Can we bring home the tree without first decorating the dog?
In years past, ideas for Christmas-themed posts flowed from me in abundance. I love the season, and I found so much to write about. This year, the fountain dried up. Seemed I’d exhausted all possibilities. I’d written about the annual ornament-making marathons Mama and I undertook during my childhood, about how my daughter and I continued the tradition. Wrote about my long-lived gingerbread village, the little lights, the decorative oddities (that Devil Doll). Wrote about why we chose such ugly Christmas trees when I was very young. Wrote about decorating the dog, the tree stump. What else was there to say?
I thought inspiration would hit me as we decorated the house, a process that begins during the week of Thanksgiving. The idea is that we get everything looking beautiful and will then have a chance to enjoy it: the house aglow in the winter night, the festive greenery, red berries, all the reassuringly familiar trappings that make the season special. It shouldn’t be a bad thing to get an early start on Christmas. We do it in church, after all. Our “Hanging of the Greens” takes place on the fourth Sunday before Christmas. It begins the Advent season of the church year, when we are to prepare for the coming of Christ. While it’s a time to remember and honor Jesus’s historical birth, Christians are also to prepare for the ever-present possibility that He will come again in final glory.

- INFORMATION SHOWN:
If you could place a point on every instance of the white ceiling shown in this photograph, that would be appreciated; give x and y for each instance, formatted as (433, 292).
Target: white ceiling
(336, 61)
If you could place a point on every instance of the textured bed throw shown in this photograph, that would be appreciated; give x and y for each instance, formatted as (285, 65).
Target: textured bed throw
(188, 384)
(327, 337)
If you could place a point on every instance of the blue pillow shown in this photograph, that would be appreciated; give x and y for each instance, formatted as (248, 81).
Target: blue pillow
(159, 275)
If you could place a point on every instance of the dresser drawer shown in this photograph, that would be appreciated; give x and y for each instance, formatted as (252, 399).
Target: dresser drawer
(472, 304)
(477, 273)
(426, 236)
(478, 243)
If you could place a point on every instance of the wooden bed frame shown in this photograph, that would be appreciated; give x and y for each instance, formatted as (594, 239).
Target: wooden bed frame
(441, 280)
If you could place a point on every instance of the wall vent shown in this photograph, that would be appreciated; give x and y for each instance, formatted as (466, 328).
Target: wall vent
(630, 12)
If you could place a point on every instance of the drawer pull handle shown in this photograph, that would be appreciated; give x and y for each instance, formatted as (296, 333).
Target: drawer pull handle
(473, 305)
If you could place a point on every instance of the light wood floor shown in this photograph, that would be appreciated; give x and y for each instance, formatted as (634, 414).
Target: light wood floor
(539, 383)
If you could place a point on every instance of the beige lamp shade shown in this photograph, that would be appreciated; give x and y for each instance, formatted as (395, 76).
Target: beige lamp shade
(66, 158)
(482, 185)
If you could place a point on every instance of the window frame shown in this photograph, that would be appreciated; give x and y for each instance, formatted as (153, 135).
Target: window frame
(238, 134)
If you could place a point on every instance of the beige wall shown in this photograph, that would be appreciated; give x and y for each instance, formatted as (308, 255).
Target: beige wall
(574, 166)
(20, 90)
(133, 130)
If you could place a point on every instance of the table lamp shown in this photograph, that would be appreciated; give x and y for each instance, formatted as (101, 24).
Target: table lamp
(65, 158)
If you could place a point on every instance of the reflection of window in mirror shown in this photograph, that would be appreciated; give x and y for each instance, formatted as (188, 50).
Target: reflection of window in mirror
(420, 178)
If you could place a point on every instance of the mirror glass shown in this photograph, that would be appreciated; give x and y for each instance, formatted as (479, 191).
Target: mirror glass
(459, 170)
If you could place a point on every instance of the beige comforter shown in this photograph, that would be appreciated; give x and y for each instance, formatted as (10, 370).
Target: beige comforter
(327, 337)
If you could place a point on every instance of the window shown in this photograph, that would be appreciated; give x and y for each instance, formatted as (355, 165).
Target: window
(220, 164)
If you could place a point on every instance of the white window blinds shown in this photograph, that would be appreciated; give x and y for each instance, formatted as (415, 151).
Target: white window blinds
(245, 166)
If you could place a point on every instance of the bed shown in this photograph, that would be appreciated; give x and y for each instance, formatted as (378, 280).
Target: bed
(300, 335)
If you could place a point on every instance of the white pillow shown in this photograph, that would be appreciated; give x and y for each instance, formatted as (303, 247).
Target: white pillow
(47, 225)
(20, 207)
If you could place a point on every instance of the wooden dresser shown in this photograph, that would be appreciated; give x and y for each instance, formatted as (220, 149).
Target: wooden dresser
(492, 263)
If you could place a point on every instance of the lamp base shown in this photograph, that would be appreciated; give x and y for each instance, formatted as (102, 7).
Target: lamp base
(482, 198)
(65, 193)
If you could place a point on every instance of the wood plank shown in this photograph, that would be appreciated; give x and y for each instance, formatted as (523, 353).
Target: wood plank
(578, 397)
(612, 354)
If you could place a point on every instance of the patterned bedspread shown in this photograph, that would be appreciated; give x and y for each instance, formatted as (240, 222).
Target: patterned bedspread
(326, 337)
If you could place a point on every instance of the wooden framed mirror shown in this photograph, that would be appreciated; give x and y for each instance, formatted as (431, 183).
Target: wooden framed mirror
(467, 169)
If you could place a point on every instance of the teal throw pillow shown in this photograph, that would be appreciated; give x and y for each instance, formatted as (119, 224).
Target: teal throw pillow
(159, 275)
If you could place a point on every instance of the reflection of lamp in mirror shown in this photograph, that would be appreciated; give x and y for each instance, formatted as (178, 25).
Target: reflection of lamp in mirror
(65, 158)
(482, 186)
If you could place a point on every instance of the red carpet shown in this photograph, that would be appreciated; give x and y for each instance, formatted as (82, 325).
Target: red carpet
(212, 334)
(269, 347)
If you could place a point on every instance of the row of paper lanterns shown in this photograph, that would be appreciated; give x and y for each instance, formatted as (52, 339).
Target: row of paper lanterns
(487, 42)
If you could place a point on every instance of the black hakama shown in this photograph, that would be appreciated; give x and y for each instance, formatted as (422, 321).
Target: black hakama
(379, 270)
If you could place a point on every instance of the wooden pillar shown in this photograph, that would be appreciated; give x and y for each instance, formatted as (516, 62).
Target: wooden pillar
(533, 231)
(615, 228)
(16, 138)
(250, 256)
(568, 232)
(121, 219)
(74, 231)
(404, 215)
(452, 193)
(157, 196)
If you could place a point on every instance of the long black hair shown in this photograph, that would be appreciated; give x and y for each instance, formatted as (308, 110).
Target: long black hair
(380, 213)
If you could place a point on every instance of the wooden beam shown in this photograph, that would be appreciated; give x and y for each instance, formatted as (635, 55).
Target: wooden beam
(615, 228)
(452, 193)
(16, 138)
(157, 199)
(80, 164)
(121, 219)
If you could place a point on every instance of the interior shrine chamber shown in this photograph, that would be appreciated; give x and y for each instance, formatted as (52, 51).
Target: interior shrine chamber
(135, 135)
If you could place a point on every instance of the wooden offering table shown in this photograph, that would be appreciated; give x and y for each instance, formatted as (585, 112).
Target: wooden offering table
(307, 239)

- EXPLORE THE MATERIAL:
• A. Condense the paragraph of the Christmas essay that begins "I thought inspiration would hit me" into a shorter version that keeps its main facts.
• B. Copy word for word the portion of the Christmas essay that begins at the words "In years past, ideas" and stops after the words "there to say?".
Work only from the Christmas essay.

- YOUR WRITTEN ANSWERS:
• A. I expected inspiration to come while decorating the house, which begins the week of Thanksgiving. An early start leaves time to enjoy the glowing house, festive greenery, red berries and other familiar trappings of the season. The church starts early too: its “Hanging of the Greens” on the fourth Sunday before Christmas begins Advent. During Advent, Christians prepare for the coming of Christ by honoring His historical birth and by readying themselves for the ever-present possibility of His return in final glory.

• B.
In years past, ideas for Christmas-themed posts flowed from me in abundance. I love the season, and I found so much to write about. This year, the fountain dried up. Seemed I’d exhausted all possibilities. I’d written about the annual ornament-making marathons Mama and I undertook during my childhood, about how my daughter and I continued the tradition. Wrote about my long-lived gingerbread village, the little lights, the decorative oddities (that Devil Doll). Wrote about why we chose such ugly Christmas trees when I was very young. Wrote about decorating the dog, the tree stump. What else was there to say?